** begin Entries **

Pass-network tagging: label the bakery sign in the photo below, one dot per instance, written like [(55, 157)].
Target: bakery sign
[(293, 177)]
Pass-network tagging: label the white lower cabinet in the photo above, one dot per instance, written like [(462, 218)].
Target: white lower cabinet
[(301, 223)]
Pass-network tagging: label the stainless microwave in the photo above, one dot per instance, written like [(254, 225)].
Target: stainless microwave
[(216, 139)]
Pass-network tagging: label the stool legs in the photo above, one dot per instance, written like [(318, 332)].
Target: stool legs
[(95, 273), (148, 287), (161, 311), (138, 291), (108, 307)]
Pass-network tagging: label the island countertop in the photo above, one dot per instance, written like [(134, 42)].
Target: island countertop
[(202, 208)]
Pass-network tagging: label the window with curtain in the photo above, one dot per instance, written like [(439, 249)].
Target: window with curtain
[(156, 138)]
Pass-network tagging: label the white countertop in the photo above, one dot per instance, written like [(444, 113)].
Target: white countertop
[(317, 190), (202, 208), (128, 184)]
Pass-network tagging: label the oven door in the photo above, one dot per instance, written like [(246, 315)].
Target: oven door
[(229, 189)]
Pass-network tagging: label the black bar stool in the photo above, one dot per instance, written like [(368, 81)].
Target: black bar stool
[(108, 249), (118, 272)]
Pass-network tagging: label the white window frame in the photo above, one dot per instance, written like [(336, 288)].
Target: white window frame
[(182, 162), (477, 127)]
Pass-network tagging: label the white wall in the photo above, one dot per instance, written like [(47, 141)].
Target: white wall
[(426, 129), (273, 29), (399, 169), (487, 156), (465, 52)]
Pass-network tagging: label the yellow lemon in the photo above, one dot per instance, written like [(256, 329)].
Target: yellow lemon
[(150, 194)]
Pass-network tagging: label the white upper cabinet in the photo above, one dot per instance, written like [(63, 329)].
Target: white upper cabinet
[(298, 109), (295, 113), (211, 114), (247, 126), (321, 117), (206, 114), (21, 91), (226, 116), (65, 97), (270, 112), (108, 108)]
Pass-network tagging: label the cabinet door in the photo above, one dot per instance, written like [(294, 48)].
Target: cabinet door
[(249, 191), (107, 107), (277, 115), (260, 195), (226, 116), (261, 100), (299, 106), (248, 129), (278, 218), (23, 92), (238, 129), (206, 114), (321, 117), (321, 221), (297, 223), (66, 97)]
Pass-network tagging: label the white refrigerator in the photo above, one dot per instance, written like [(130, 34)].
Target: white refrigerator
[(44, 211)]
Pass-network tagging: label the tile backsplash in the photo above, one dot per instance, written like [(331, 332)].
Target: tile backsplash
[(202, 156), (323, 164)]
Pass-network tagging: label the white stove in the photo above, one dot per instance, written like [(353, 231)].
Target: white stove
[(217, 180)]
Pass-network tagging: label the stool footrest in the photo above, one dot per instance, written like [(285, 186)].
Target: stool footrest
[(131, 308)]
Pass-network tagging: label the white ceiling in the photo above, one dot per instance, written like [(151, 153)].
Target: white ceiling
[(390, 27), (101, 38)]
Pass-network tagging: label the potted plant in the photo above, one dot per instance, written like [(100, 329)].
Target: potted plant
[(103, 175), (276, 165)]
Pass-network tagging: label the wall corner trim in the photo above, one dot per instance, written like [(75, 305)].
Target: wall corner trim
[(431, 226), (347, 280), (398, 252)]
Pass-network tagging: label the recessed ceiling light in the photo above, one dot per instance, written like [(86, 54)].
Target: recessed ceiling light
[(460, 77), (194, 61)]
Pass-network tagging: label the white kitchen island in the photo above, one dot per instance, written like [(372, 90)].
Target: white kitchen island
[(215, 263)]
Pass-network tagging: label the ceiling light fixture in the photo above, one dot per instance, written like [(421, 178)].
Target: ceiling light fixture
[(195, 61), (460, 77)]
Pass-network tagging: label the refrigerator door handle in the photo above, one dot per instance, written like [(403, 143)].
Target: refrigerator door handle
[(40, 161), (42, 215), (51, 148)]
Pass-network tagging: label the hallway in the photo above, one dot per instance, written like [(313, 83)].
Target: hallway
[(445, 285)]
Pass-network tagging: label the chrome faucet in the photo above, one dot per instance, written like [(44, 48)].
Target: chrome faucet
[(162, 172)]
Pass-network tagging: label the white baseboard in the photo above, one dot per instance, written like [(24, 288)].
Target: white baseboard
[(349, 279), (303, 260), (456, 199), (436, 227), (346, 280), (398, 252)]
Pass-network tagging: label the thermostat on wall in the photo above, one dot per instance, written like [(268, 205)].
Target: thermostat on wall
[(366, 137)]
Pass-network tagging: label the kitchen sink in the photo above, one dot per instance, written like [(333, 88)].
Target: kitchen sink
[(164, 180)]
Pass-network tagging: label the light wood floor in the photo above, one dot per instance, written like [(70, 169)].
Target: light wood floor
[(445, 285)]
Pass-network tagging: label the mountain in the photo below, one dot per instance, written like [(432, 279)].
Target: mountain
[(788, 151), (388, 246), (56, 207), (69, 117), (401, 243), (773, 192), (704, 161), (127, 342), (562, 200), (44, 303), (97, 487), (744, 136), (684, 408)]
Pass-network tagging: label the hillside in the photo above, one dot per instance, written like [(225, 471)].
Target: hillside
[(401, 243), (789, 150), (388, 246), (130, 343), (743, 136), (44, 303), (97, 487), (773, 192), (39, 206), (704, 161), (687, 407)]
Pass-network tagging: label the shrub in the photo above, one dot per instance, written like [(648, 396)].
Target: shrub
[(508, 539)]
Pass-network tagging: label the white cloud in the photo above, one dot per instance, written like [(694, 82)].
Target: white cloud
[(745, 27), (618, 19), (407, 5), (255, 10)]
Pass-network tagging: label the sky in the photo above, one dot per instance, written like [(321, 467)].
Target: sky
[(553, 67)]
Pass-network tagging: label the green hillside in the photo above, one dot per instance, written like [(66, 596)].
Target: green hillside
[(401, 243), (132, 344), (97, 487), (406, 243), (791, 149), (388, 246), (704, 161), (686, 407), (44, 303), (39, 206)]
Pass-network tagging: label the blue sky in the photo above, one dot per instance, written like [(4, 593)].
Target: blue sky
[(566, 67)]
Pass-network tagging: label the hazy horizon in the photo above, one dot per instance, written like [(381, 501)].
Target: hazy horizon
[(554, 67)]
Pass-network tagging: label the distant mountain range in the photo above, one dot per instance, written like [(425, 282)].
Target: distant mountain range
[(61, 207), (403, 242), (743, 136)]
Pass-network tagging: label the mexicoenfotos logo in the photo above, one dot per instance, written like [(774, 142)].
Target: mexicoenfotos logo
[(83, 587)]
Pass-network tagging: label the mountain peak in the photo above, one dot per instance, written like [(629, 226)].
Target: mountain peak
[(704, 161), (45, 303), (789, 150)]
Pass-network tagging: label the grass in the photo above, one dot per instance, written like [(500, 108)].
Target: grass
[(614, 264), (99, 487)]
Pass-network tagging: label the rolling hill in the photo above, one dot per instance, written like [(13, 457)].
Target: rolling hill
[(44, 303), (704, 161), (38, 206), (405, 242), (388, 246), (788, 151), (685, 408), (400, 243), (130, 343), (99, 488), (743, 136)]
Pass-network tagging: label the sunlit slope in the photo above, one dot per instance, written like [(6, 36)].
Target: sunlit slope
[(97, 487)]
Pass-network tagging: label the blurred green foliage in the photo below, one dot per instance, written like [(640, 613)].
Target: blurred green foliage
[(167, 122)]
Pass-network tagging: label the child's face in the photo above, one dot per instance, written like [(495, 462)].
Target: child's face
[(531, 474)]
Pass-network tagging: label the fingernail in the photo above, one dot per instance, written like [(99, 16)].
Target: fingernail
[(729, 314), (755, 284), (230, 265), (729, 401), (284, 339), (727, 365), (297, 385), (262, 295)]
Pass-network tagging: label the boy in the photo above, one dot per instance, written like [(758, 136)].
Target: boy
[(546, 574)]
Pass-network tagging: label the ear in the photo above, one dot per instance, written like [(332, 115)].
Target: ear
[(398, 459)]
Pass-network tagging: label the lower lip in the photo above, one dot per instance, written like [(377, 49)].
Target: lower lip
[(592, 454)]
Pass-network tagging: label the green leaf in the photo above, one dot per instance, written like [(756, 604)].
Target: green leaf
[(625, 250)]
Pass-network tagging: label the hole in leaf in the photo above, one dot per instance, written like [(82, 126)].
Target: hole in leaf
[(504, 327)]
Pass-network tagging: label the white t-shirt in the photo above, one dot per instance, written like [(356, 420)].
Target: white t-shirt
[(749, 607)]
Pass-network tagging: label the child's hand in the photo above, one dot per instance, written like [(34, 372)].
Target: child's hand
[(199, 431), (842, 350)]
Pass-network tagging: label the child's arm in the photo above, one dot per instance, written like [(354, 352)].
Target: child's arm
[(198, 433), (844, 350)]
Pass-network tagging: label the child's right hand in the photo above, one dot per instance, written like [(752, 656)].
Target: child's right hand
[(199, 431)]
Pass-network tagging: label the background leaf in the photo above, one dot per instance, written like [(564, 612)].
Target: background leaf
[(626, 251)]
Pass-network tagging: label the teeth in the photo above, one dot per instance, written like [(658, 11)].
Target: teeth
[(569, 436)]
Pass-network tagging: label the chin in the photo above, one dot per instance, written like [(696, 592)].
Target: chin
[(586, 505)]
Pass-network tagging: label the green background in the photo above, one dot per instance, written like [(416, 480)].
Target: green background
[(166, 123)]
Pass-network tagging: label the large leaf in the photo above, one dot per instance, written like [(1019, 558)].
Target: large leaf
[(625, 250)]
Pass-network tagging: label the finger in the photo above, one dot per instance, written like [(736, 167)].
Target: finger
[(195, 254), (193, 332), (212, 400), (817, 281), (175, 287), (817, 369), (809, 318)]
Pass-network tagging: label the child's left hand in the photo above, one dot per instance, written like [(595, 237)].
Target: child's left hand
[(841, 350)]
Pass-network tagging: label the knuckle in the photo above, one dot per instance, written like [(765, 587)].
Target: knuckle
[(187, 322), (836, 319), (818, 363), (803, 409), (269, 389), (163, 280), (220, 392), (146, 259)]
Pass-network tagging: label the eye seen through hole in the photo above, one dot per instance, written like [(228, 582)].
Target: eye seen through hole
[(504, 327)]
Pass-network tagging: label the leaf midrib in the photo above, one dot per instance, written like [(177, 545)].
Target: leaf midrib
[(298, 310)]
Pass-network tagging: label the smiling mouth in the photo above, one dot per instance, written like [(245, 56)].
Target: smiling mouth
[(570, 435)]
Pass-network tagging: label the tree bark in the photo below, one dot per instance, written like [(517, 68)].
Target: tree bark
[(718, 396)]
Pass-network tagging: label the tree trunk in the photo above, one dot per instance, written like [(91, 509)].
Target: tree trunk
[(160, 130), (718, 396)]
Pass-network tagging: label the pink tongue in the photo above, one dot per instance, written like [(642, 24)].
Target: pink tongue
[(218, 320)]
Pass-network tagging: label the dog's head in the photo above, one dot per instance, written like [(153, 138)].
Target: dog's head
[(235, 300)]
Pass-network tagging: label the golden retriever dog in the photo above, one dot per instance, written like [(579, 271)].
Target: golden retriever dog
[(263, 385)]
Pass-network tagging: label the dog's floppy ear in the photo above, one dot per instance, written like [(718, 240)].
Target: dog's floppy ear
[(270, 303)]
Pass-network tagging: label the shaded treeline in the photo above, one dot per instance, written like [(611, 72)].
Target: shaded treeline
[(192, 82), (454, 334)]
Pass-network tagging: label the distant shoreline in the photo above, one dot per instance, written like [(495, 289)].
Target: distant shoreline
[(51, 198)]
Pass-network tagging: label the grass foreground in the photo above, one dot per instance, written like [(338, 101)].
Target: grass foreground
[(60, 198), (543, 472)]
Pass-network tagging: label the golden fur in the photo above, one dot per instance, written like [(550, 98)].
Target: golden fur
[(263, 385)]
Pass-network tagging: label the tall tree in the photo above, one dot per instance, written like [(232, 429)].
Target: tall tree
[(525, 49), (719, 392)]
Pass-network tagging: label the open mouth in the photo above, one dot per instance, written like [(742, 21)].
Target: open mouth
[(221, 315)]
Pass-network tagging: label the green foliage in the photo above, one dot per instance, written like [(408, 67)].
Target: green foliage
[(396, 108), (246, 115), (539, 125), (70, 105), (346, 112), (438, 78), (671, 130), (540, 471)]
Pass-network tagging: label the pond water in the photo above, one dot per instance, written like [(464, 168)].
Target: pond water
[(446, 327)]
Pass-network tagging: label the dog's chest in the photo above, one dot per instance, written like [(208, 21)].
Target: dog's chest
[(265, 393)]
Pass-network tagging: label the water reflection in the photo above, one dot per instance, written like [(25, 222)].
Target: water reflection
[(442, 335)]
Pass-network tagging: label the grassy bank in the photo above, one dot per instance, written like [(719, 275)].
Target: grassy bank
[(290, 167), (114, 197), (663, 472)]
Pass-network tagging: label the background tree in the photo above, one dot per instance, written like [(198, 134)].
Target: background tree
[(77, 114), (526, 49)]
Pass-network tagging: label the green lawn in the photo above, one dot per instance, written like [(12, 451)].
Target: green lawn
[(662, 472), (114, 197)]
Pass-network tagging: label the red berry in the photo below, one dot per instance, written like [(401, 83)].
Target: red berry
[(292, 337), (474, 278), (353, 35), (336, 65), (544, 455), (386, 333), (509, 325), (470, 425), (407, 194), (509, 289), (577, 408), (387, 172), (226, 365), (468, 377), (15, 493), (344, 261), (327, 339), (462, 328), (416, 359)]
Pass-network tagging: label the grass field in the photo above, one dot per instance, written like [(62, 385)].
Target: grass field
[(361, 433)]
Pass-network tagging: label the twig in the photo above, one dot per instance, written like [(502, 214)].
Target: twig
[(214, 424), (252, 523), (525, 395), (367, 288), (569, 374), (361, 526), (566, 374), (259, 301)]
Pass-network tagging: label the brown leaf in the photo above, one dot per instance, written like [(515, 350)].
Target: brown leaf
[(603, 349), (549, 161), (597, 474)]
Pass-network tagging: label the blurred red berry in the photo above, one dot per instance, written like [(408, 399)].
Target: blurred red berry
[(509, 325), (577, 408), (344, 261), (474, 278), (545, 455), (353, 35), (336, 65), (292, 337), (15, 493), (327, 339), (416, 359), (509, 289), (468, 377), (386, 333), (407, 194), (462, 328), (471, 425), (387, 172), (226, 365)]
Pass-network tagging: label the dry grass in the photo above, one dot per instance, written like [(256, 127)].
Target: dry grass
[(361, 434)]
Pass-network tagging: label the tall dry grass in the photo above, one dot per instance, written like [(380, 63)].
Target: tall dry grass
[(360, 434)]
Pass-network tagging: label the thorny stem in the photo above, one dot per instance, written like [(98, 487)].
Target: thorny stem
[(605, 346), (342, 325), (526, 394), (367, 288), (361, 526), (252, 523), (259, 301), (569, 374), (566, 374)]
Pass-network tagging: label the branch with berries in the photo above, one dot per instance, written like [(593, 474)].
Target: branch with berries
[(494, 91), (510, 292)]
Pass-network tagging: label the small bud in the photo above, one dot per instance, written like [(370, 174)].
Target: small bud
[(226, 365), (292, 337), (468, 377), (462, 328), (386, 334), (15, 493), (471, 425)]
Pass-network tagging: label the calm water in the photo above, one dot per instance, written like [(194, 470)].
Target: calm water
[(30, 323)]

** end Entries **

What the task asks:
Write out, word for word, the stretch of items from the very beginning through the line containing "[(216, 139)]", including both ends and nothing else.

Task answer:
Pass-network tagging: label the bakery sign in the photo below, one dot per instance, written like [(55, 157)].
Target: bakery sign
[(293, 177)]
Pass-network tagging: label the white lower cabinet in the photo above, one dot per instance, written like [(462, 218)].
Target: white lower cabinet
[(301, 223)]
Pass-network tagging: label the stainless microwave in the photo above, one dot per instance, written like [(254, 225)].
Target: stainless microwave
[(216, 139)]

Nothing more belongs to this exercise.